=== Section Start ===
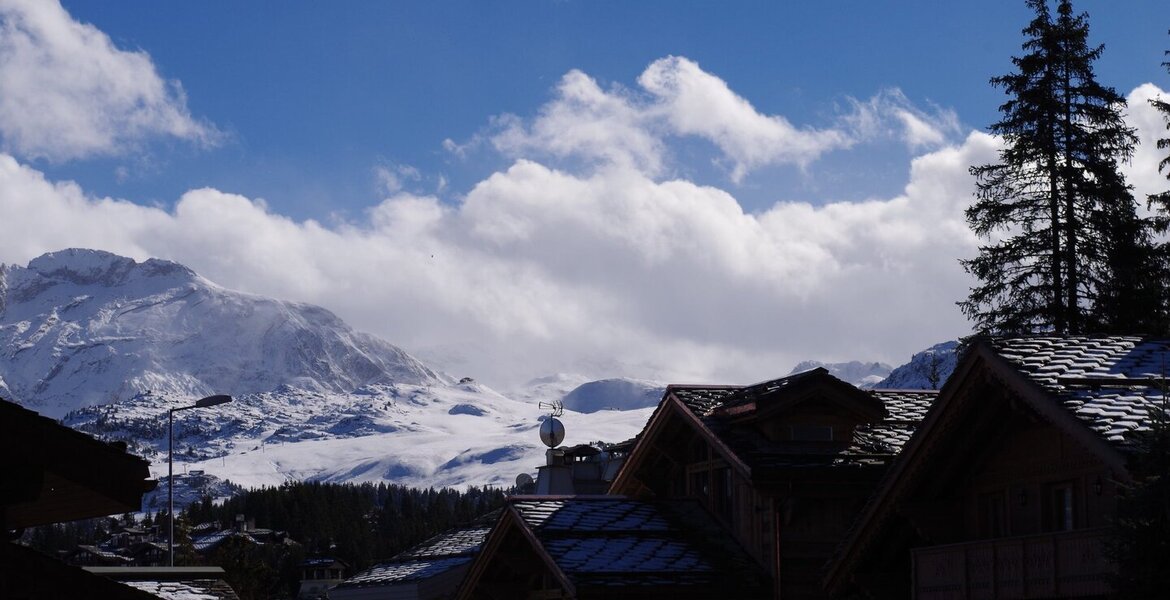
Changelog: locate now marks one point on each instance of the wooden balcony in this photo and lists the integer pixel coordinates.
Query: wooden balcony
(1069, 564)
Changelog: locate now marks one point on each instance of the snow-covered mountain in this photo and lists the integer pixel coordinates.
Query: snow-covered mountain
(927, 370)
(83, 328)
(112, 344)
(861, 374)
(614, 394)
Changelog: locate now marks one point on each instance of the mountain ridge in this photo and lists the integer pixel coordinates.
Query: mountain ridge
(81, 328)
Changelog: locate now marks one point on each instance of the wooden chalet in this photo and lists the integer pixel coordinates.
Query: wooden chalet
(1009, 487)
(610, 547)
(54, 474)
(782, 466)
(429, 571)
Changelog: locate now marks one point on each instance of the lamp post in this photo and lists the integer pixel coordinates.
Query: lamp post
(202, 402)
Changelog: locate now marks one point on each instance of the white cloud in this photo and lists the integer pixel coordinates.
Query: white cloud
(630, 129)
(586, 122)
(69, 92)
(889, 114)
(697, 103)
(550, 270)
(1151, 126)
(601, 263)
(393, 178)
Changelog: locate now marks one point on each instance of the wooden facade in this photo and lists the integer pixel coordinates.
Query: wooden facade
(784, 466)
(1009, 488)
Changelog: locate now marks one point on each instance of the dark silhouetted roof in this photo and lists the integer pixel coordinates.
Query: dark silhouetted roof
(873, 443)
(1108, 381)
(614, 540)
(438, 554)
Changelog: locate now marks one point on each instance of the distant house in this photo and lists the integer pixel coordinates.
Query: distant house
(208, 539)
(169, 583)
(610, 547)
(318, 574)
(783, 466)
(54, 474)
(428, 571)
(1009, 487)
(94, 556)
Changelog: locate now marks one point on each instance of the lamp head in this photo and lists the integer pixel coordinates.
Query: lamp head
(213, 400)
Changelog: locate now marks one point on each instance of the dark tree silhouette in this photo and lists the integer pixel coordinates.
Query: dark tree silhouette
(1066, 249)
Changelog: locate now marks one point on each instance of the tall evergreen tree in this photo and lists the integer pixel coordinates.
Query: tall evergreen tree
(1163, 199)
(1065, 245)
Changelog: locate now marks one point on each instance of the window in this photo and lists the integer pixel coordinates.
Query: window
(811, 433)
(722, 492)
(1060, 507)
(993, 515)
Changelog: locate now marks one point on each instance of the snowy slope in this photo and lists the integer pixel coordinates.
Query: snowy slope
(112, 344)
(927, 370)
(420, 435)
(82, 328)
(861, 374)
(614, 394)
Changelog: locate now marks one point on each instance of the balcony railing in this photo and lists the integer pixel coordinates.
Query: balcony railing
(1068, 564)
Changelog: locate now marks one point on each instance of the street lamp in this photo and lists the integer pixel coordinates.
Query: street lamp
(202, 402)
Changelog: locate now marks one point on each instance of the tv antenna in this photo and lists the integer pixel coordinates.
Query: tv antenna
(552, 430)
(556, 408)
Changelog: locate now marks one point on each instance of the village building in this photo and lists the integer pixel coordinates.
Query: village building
(776, 469)
(318, 574)
(1011, 484)
(610, 547)
(784, 466)
(53, 474)
(431, 570)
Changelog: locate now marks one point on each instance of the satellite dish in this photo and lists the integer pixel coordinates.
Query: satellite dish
(552, 432)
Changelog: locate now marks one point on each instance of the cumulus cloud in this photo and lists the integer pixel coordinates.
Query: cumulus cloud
(599, 264)
(889, 114)
(678, 98)
(695, 102)
(69, 92)
(545, 268)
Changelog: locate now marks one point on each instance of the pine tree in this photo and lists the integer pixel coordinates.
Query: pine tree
(1163, 199)
(1072, 245)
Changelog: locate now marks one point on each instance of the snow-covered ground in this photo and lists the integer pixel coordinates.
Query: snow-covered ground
(440, 434)
(114, 344)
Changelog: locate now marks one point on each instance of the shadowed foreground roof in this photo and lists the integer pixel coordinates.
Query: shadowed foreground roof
(1109, 381)
(438, 554)
(614, 543)
(873, 443)
(54, 474)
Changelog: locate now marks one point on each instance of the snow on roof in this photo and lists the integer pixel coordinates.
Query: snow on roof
(438, 554)
(1108, 381)
(871, 443)
(174, 590)
(616, 540)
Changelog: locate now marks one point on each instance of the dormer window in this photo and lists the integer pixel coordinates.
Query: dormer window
(811, 433)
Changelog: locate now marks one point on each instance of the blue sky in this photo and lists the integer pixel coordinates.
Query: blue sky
(672, 190)
(312, 97)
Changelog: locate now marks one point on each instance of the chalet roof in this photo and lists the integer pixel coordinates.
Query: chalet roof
(438, 554)
(614, 540)
(55, 474)
(205, 583)
(873, 443)
(1109, 383)
(1094, 388)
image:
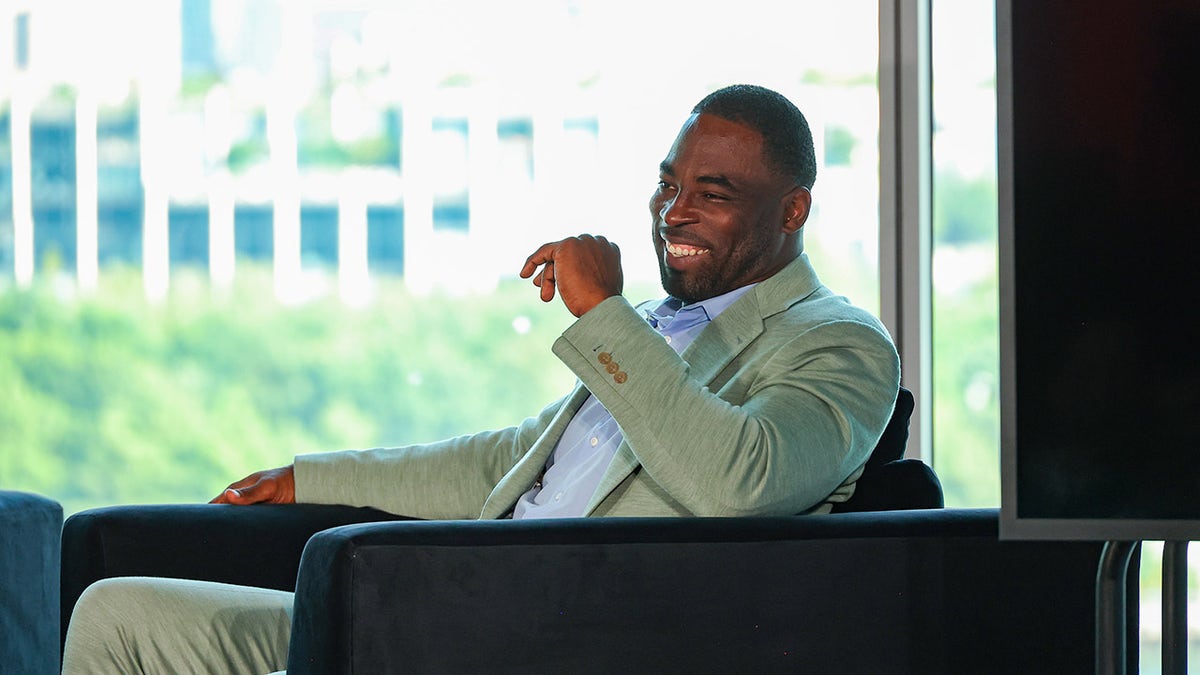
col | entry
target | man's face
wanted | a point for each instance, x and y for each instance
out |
(720, 215)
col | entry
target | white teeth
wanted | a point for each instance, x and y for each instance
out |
(684, 251)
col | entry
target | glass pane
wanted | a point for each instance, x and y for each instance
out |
(305, 219)
(966, 358)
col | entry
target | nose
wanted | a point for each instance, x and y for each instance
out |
(675, 211)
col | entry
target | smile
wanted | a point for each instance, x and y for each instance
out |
(683, 251)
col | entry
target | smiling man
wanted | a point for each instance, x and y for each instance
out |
(751, 389)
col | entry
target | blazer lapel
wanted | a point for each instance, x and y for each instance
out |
(719, 344)
(525, 473)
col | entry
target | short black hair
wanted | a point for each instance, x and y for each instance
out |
(787, 141)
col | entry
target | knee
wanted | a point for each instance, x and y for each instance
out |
(107, 597)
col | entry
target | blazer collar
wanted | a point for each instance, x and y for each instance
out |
(735, 328)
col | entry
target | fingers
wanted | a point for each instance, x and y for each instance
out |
(275, 485)
(545, 279)
(582, 270)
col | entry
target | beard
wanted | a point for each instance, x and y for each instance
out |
(744, 263)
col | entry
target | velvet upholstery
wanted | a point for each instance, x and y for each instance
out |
(249, 545)
(891, 481)
(30, 529)
(910, 591)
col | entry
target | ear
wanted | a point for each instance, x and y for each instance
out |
(796, 209)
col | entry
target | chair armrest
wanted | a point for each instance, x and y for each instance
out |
(256, 545)
(916, 591)
(29, 583)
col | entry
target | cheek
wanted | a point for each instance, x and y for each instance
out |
(655, 204)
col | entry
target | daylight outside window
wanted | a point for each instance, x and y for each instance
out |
(235, 231)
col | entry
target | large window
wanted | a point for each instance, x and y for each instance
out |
(965, 300)
(233, 231)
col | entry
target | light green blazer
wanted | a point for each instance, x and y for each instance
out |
(772, 410)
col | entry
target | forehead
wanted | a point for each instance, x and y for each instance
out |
(708, 143)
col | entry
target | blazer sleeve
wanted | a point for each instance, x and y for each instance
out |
(447, 479)
(807, 420)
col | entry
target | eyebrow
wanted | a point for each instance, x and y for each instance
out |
(719, 180)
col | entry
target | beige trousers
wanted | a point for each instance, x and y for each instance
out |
(139, 625)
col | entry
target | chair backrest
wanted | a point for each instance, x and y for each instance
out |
(889, 481)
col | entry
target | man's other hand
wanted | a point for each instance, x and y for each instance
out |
(270, 487)
(585, 269)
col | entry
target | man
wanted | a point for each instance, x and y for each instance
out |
(751, 389)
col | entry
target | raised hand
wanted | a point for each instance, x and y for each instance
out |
(269, 487)
(583, 269)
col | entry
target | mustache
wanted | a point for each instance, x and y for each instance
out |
(679, 236)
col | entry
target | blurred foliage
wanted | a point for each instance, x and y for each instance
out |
(966, 340)
(965, 209)
(108, 399)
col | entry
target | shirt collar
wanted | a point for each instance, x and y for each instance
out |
(672, 309)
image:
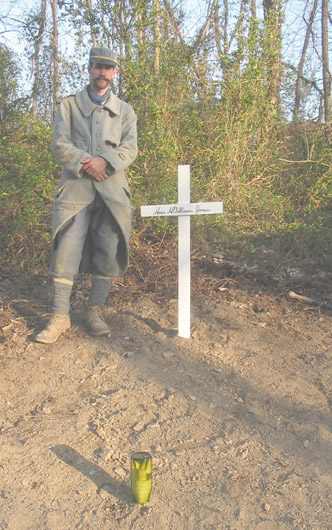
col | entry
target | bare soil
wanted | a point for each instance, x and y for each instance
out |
(237, 418)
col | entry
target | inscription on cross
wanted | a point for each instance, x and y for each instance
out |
(184, 209)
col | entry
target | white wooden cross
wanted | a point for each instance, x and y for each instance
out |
(184, 209)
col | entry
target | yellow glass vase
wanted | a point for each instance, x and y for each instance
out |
(141, 476)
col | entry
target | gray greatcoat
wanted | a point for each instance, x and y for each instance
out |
(83, 129)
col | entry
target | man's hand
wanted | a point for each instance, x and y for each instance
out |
(95, 167)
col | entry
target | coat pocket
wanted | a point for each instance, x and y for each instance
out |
(82, 143)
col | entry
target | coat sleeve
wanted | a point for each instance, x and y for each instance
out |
(124, 154)
(67, 154)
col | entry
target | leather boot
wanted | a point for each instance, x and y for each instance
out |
(96, 323)
(58, 324)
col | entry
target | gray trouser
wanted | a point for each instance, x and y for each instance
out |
(96, 221)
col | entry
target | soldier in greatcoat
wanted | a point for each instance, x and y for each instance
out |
(94, 140)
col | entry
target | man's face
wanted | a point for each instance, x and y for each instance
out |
(101, 76)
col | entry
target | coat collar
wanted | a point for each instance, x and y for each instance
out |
(87, 106)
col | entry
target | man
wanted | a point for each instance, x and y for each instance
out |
(94, 140)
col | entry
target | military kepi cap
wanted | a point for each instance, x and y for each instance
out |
(103, 56)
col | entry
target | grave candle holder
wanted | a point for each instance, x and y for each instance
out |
(141, 476)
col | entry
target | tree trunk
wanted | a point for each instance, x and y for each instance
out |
(55, 53)
(326, 71)
(273, 23)
(36, 57)
(156, 32)
(301, 63)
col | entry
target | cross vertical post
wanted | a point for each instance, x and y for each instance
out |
(184, 254)
(183, 210)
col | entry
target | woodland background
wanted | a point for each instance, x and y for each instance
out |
(234, 97)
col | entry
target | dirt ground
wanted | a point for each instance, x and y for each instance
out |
(237, 418)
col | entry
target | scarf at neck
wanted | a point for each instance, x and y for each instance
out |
(99, 100)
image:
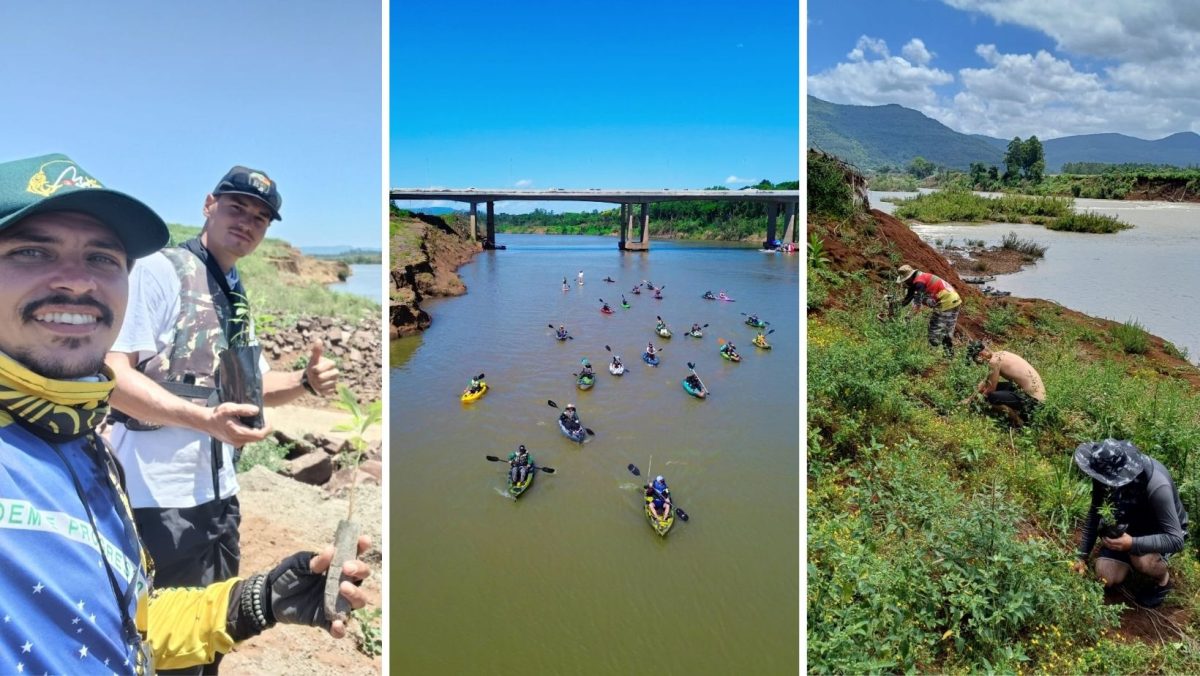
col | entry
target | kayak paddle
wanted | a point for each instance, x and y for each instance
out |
(637, 472)
(546, 470)
(552, 405)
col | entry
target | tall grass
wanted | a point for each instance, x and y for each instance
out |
(1025, 246)
(939, 542)
(1089, 222)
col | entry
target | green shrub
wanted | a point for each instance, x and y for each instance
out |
(1089, 222)
(829, 195)
(1132, 338)
(1024, 246)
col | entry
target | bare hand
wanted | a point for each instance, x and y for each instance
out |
(1125, 543)
(225, 424)
(355, 570)
(322, 372)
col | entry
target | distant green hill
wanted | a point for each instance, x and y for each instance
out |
(1179, 149)
(873, 136)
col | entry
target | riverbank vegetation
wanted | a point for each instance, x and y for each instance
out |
(280, 292)
(964, 207)
(727, 221)
(940, 540)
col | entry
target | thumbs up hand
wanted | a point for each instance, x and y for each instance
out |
(321, 375)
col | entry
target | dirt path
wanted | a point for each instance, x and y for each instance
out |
(281, 516)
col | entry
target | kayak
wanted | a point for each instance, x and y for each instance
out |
(515, 490)
(468, 396)
(661, 526)
(576, 436)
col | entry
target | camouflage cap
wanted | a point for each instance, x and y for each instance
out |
(54, 183)
(253, 183)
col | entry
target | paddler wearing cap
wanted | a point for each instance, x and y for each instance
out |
(76, 578)
(1150, 520)
(192, 381)
(939, 294)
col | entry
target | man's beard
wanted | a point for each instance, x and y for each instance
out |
(55, 369)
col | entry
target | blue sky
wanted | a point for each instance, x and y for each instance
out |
(594, 94)
(160, 99)
(1014, 67)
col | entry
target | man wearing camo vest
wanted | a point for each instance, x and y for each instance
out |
(940, 295)
(191, 384)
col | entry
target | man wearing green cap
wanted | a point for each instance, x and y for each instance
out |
(1149, 520)
(76, 587)
(187, 338)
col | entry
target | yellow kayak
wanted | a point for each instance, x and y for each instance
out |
(468, 396)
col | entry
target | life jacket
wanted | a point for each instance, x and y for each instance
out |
(187, 366)
(937, 289)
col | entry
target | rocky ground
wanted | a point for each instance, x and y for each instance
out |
(425, 252)
(355, 347)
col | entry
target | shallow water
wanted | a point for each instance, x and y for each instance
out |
(570, 579)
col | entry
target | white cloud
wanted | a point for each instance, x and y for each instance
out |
(1105, 29)
(868, 81)
(1045, 94)
(916, 52)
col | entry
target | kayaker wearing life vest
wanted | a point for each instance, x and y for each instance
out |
(939, 294)
(660, 496)
(520, 465)
(569, 418)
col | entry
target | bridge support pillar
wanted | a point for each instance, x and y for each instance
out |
(772, 217)
(623, 227)
(490, 237)
(643, 240)
(790, 220)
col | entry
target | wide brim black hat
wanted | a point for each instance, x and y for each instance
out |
(1113, 462)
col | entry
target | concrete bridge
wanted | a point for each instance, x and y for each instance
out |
(777, 201)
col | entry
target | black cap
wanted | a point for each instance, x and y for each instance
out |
(244, 180)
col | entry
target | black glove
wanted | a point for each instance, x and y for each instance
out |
(289, 593)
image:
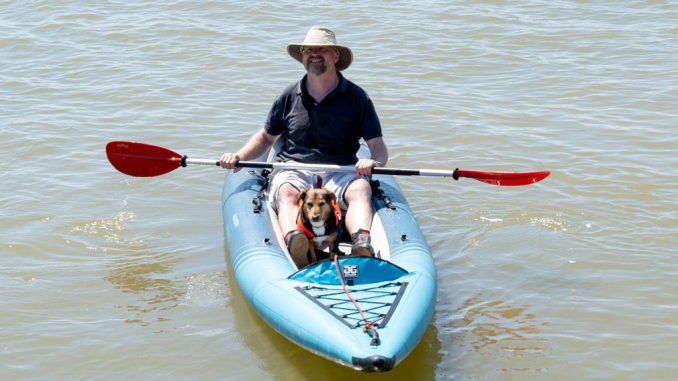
=== Section End ===
Search the entries above for the word "glass" and copy each line where it appears.

Exercise output
target | glass pane
target | yellow glass vase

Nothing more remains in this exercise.